## STATED TASK
Put the lines of the material between the line containing "form: x=249 y=255." and the line containing "x=103 y=288", inclusive, into a Markdown table with the columns Row and Line. Number each row and leave out any blank lines.

## DATA TO USE
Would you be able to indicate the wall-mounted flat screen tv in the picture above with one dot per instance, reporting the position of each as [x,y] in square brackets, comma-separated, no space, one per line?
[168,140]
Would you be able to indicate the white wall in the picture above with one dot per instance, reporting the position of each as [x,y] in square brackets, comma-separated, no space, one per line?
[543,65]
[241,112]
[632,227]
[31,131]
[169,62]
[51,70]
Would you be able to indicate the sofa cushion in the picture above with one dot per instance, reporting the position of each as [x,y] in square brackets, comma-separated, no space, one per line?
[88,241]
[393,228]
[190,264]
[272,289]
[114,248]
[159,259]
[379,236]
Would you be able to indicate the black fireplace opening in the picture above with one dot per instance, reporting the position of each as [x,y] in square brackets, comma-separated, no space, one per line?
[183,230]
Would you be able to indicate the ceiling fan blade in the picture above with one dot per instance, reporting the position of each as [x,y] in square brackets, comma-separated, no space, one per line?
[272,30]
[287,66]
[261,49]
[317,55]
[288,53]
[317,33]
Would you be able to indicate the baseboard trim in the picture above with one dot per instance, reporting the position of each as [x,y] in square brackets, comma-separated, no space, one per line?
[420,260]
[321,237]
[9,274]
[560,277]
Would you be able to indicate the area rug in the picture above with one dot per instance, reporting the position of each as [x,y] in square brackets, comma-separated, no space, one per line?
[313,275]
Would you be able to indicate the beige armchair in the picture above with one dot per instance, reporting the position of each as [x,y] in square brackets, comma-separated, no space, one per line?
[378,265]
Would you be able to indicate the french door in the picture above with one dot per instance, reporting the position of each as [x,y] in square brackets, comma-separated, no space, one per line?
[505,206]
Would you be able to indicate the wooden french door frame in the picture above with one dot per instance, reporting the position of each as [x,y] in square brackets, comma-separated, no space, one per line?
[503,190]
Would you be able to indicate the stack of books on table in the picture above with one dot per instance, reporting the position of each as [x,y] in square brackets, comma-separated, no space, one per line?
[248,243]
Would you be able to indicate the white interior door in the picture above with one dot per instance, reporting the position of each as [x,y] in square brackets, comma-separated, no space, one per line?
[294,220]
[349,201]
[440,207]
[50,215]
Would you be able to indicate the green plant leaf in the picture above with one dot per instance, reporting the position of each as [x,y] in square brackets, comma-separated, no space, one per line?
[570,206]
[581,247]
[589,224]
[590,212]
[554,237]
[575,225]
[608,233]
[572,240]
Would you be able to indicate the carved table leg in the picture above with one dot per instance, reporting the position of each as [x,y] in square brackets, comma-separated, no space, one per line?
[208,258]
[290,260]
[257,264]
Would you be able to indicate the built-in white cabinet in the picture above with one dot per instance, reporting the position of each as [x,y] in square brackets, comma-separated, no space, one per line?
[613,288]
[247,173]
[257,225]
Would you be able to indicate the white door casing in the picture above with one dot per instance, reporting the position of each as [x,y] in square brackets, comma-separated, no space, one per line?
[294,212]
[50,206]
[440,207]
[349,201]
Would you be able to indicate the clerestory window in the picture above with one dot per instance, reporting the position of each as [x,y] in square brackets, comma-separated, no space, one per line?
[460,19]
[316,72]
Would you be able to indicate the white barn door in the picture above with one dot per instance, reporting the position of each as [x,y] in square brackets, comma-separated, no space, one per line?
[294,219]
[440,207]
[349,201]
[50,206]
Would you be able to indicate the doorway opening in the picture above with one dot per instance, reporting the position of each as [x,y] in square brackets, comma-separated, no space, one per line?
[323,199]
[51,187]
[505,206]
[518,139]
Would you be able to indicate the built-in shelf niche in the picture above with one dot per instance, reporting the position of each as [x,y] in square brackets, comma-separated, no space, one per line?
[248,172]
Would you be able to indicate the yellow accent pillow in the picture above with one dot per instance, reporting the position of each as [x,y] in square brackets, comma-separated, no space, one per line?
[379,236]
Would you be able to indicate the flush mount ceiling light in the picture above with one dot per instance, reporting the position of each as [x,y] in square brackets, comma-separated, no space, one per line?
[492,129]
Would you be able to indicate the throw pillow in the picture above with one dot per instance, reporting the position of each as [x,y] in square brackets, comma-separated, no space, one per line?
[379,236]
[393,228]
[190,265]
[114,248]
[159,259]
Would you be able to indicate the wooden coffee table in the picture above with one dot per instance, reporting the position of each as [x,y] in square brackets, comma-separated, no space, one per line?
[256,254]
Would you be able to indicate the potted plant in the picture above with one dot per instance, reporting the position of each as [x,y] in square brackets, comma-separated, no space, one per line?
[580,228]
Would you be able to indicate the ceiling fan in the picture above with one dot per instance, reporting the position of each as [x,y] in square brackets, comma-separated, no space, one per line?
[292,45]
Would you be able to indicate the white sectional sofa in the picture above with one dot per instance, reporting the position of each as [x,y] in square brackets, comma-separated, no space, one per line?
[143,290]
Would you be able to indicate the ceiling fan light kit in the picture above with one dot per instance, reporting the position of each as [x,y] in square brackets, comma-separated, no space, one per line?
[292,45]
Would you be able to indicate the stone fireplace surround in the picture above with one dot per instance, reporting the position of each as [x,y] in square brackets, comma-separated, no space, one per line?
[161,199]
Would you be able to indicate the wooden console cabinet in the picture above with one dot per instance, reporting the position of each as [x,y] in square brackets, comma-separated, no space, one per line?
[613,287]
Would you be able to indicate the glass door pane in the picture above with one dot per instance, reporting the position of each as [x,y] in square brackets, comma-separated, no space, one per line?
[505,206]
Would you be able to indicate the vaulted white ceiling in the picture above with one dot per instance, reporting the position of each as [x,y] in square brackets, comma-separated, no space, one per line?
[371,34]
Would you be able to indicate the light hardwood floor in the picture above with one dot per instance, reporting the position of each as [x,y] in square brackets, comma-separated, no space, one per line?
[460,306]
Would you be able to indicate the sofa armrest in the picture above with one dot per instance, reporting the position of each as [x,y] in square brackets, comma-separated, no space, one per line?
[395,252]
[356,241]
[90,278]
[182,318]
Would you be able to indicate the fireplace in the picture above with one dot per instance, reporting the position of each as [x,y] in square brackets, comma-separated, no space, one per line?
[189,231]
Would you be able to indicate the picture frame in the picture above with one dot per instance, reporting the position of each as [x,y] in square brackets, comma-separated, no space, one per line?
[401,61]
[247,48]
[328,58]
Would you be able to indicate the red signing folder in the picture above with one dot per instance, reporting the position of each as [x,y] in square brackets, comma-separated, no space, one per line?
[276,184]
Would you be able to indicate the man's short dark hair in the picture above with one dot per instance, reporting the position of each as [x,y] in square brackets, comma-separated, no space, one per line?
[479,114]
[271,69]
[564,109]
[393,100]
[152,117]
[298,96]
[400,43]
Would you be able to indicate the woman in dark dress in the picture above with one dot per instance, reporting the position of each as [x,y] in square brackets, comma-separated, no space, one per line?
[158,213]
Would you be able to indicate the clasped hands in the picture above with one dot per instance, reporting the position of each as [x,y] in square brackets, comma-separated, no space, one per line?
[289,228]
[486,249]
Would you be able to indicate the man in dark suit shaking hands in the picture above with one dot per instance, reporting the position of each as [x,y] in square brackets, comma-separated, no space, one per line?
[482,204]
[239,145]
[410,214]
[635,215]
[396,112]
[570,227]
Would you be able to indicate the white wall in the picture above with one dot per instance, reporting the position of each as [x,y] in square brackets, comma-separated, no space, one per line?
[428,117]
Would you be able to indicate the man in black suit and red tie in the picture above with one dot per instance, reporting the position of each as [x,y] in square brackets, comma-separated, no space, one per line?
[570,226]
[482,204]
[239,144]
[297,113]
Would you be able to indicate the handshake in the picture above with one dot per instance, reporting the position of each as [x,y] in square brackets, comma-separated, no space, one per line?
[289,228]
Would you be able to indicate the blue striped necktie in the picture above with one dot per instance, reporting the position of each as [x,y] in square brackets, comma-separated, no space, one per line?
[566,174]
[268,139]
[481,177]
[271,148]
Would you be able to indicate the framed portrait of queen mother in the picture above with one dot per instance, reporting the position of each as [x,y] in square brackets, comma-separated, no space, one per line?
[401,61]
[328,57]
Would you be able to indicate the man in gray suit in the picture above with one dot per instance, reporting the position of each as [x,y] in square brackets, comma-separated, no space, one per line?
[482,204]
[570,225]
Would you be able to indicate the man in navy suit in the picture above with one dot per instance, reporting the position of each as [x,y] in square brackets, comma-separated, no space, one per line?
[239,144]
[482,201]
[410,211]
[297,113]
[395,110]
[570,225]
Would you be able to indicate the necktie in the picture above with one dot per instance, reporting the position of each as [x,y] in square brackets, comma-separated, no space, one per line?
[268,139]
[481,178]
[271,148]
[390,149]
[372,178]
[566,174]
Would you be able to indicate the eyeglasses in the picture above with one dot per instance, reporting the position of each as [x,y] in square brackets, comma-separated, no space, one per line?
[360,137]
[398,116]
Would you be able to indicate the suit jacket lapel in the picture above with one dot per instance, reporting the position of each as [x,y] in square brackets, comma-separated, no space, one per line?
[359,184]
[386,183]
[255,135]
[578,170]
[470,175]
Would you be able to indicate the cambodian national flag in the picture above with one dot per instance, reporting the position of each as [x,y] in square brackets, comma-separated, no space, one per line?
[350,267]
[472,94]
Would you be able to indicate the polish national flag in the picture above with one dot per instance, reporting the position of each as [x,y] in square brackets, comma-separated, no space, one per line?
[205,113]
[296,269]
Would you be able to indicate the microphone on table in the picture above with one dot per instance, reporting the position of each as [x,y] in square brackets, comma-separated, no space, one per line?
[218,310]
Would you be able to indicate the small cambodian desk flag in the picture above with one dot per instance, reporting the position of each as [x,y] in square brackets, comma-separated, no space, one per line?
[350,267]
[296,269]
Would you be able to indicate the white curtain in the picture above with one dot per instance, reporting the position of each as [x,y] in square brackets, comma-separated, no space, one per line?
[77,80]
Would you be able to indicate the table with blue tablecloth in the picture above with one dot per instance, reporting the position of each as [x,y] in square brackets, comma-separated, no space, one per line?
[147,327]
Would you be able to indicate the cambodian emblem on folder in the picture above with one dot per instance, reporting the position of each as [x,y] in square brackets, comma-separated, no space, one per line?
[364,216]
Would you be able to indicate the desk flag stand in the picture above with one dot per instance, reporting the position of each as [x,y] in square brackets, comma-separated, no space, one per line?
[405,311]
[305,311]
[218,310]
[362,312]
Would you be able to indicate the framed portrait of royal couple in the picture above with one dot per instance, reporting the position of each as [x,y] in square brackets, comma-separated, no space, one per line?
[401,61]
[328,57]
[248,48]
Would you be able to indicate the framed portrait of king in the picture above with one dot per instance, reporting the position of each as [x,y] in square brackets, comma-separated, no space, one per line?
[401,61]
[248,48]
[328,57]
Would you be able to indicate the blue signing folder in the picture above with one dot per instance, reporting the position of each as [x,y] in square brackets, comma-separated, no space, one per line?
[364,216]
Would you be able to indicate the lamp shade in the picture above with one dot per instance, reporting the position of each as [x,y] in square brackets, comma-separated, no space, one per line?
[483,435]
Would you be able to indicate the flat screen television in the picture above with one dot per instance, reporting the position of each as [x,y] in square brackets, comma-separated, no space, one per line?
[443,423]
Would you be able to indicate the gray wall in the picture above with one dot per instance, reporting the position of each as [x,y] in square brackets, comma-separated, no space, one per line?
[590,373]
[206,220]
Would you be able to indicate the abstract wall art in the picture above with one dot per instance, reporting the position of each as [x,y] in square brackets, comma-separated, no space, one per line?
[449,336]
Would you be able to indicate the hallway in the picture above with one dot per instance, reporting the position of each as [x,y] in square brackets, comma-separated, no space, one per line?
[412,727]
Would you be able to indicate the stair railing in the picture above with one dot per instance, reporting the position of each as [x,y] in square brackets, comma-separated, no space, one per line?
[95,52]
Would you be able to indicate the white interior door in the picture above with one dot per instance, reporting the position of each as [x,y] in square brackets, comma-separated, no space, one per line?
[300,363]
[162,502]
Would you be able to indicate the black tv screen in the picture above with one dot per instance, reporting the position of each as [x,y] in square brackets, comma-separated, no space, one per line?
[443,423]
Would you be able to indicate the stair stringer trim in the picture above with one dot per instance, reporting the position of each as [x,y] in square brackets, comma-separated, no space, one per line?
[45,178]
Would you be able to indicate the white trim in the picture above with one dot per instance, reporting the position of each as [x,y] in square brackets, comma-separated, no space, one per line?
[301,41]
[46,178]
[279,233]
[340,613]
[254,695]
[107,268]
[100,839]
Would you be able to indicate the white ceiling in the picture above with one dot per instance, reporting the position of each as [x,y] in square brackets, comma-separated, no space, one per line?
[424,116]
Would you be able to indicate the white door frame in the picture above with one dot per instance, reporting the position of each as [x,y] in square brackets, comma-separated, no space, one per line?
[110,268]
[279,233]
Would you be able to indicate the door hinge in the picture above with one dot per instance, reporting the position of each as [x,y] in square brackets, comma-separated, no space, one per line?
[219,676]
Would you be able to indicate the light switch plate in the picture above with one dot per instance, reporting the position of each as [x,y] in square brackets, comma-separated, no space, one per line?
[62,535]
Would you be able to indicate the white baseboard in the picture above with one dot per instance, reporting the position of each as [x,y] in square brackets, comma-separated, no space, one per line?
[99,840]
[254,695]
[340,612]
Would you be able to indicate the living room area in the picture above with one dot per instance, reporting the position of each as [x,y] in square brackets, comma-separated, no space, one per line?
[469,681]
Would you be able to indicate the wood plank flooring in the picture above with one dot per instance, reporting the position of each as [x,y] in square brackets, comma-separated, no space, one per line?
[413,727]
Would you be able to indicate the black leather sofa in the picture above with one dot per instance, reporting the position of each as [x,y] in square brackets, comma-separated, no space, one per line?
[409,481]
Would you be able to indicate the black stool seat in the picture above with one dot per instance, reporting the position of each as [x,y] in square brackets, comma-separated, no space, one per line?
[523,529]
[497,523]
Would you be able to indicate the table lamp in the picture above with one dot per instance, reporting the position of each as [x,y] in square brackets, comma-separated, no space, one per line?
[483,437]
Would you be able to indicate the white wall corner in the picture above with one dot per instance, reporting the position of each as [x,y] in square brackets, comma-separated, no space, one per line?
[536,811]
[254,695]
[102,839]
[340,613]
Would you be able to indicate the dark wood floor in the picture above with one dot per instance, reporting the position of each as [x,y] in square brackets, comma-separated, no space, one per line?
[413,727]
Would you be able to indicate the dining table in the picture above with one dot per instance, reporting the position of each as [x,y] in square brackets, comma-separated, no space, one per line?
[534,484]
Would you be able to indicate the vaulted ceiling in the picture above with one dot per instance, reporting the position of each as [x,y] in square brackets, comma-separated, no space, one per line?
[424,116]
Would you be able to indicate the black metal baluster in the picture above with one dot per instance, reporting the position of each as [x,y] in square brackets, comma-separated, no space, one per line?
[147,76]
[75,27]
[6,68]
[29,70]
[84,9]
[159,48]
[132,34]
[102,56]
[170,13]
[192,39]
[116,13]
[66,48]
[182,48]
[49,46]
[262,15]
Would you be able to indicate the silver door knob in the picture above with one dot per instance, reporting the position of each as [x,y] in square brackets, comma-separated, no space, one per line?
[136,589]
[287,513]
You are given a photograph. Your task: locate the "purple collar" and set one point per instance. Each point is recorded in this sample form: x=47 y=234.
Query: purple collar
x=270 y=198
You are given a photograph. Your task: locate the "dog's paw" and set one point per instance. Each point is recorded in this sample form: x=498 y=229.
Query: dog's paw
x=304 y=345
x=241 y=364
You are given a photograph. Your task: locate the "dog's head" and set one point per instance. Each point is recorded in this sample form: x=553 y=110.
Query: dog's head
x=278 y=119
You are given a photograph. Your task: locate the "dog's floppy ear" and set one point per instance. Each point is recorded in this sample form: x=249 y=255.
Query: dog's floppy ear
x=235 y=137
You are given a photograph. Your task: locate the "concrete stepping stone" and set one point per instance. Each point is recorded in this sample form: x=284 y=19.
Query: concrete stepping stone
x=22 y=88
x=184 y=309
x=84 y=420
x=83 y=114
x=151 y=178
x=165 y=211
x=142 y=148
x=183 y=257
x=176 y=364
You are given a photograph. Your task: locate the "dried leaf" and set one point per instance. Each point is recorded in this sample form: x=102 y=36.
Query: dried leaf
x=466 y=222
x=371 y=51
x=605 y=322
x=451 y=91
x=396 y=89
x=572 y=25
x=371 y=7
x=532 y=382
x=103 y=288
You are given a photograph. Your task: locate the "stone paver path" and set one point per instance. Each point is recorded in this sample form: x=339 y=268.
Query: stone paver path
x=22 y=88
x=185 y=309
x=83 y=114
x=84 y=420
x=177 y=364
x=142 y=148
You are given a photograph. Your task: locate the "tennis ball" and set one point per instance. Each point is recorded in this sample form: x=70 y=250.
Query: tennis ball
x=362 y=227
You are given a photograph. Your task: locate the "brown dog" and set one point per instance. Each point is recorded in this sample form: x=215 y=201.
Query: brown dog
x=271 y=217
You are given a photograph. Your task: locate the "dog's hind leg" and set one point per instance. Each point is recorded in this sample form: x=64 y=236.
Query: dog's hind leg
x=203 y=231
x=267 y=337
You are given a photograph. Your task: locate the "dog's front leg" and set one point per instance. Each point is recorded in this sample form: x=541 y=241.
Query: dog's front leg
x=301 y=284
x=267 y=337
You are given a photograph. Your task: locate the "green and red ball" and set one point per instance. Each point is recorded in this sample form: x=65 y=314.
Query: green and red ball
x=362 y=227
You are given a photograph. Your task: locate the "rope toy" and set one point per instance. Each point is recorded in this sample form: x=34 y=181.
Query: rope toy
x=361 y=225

## RESULT OF THIS TASK
| Row | Line |
|---|---|
| 1 | You are given a photograph. Your task: locate the "dog's floppy ear" and set one point per instance. Each point is recorded in this sample form: x=249 y=255. |
| 2 | Query: dog's floppy ear |
| 3 | x=235 y=137 |
| 4 | You are given a photograph. Your task: locate the "concrete stepping stone" and set one point per instance. Each point is recorded in this sample form: x=284 y=19. |
| 5 | Query: concrete stepping stone |
| 6 | x=22 y=88 |
| 7 | x=184 y=309 |
| 8 | x=84 y=420 |
| 9 | x=83 y=114 |
| 10 | x=151 y=178 |
| 11 | x=165 y=211 |
| 12 | x=142 y=148 |
| 13 | x=183 y=257 |
| 14 | x=176 y=364 |
| 15 | You are given a photograph. Your task: locate the "dried leaf" and set one point per instance. Each point is recorded in this sample form: x=102 y=36. |
| 16 | Query: dried leaf |
| 17 | x=466 y=222 |
| 18 | x=371 y=51 |
| 19 | x=605 y=322 |
| 20 | x=451 y=91 |
| 21 | x=396 y=89 |
| 22 | x=572 y=25 |
| 23 | x=371 y=7 |
| 24 | x=532 y=382 |
| 25 | x=103 y=288 |